What you are asked to do.
From the Monroeville Mall text, extract the passage starting at "Completed in 1969" and ending at "Mall in Greensburg.", copying it word for word.
[[ Source passage open ]]
Shopping mall in Monroeville, Pennsylvania, United States

Monroeville Mall is a shopping mall that is located in the municipality of Monroeville, Pennsylvania, east of Pittsburgh, Pennsylvania, United States. It is situated on heavily traveled U.S. Route 22 Business (US 22 Bus.) near the junction of Interstate 376 (I-376) and the Monroeville interchange of the Pennsylvania Turnpike. The mall features JCPenney, Dick's Sporting Goods, and Macy's, in addition to a Cinemark Theatres. In January 2025, the mall was sold to Walmart, which intends to re-develop the property and demolish the mall.

Completed in 1969 by Oxford Development Company, the mall was extensively renovated and expanded between 2003 and 2004, and features the traditional retailers Barnes & Noble, Dick's Sporting Goods, JCPenney, and Macy's in addition to a Cinemark Theatres. At its opening, the owners claimed it was "the U.S.’s largest enclosed shopping center" with amenities like an ice-skating rink and a $125,000 clock tower that hosted puppet shows. It contains 1,418,700 sqft of retail space on 170 acre, making it the largest shopping complex in Western Pennsylvania in terms of square footage. From 2004 to 2025, it was owned by Chattanooga, Tennessee based CBL & Associates Properties. It was one of two CBL-owned malls in the Pittsburgh area, the other being Westmoreland Mall in Greensburg.
[[ Source passage closed ]]
[[ Data under study open ]]
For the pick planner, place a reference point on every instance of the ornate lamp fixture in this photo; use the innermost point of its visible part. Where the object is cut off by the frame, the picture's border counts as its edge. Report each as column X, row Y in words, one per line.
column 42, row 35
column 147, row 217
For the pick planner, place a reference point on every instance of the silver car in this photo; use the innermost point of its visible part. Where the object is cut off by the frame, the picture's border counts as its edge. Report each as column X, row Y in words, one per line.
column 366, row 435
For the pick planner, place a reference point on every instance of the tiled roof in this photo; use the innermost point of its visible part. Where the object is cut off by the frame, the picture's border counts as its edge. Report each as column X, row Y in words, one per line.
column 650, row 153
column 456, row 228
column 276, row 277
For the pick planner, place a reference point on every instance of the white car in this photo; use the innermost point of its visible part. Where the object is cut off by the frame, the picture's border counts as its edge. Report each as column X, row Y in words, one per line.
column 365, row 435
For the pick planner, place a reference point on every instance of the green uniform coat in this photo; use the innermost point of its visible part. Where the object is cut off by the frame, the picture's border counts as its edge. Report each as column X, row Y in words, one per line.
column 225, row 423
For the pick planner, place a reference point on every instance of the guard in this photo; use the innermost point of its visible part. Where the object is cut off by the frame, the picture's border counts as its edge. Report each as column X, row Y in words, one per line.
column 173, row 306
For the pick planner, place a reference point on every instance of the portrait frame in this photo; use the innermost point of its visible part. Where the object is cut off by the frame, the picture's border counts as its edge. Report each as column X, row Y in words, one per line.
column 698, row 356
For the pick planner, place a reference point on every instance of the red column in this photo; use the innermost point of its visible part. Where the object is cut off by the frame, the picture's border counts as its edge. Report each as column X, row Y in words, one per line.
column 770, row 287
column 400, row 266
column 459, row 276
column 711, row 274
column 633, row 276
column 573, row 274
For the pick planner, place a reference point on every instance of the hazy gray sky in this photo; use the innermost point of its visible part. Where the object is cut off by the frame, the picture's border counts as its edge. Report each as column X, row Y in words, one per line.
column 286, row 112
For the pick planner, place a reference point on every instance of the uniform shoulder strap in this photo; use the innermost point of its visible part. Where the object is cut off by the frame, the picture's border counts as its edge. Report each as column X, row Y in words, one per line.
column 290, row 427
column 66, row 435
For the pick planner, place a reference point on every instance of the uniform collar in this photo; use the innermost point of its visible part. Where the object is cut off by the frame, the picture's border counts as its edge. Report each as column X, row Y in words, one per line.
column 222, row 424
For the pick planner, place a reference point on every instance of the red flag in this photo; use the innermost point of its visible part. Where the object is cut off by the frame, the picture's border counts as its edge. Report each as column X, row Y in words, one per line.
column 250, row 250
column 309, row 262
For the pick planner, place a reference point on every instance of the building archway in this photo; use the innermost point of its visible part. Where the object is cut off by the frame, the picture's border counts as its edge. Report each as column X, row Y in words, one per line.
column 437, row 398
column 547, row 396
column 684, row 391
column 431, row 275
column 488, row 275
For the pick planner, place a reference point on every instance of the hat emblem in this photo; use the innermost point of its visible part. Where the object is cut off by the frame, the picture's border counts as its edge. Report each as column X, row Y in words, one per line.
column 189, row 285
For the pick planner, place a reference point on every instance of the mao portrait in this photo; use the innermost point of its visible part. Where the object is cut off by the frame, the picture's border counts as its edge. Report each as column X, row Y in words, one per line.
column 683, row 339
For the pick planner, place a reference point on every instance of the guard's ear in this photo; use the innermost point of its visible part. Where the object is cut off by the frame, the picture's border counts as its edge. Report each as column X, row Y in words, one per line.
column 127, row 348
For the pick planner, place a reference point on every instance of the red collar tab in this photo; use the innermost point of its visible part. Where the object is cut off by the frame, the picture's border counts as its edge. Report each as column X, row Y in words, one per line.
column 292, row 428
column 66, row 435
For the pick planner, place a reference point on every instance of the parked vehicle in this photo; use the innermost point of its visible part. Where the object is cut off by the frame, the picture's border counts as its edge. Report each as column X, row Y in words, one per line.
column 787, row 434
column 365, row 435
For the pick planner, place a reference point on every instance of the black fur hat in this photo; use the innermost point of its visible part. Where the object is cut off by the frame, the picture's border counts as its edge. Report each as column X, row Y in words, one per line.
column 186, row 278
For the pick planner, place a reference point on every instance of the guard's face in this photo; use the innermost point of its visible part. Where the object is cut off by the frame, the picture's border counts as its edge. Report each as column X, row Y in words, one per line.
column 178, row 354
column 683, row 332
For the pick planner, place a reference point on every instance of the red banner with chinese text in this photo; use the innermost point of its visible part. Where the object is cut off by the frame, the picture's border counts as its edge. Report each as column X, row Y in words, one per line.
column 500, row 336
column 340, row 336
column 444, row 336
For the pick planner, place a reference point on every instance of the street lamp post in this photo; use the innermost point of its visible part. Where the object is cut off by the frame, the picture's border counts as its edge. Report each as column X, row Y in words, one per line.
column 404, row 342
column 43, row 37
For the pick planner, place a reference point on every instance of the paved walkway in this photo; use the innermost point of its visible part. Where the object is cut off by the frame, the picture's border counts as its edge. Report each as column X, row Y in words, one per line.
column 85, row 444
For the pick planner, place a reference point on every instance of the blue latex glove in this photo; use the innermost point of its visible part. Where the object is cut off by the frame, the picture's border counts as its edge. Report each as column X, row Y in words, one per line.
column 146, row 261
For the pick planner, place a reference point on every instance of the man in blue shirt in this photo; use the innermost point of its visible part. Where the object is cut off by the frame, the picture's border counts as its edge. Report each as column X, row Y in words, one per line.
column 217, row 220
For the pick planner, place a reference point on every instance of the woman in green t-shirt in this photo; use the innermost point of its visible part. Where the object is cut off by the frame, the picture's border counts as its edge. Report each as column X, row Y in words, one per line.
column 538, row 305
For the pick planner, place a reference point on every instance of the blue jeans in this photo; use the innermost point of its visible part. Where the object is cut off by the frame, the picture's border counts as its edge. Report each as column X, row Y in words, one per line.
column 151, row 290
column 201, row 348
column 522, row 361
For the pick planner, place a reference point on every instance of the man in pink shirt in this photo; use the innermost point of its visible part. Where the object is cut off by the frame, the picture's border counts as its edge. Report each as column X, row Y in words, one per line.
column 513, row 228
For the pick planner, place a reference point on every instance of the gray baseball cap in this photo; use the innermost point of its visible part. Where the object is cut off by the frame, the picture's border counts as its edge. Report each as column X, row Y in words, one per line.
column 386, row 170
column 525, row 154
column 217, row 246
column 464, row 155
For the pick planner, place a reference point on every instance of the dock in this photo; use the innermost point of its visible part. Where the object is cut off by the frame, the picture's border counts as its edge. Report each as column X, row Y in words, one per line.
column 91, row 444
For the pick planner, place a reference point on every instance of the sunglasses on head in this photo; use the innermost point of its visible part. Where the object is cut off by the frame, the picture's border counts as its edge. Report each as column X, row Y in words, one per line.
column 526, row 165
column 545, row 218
[[ Data under study closed ]]
Exercise answer.
Completed in 1969 by Oxford Development Company, the mall was extensively renovated and expanded between 2003 and 2004, and features the traditional retailers Barnes & Noble, Dick's Sporting Goods, JCPenney, and Macy's in addition to a Cinemark Theatres. At its opening, the owners claimed it was "the U.S.’s largest enclosed shopping center" with amenities like an ice-skating rink and a $125,000 clock tower that hosted puppet shows. It contains 1,418,700 sqft of retail space on 170 acre, making it the largest shopping complex in Western Pennsylvania in terms of square footage. From 2004 to 2025, it was owned by Chattanooga, Tennessee based CBL & Associates Properties. It was one of two CBL-owned malls in the Pittsburgh area, the other being Westmoreland Mall in Greensburg.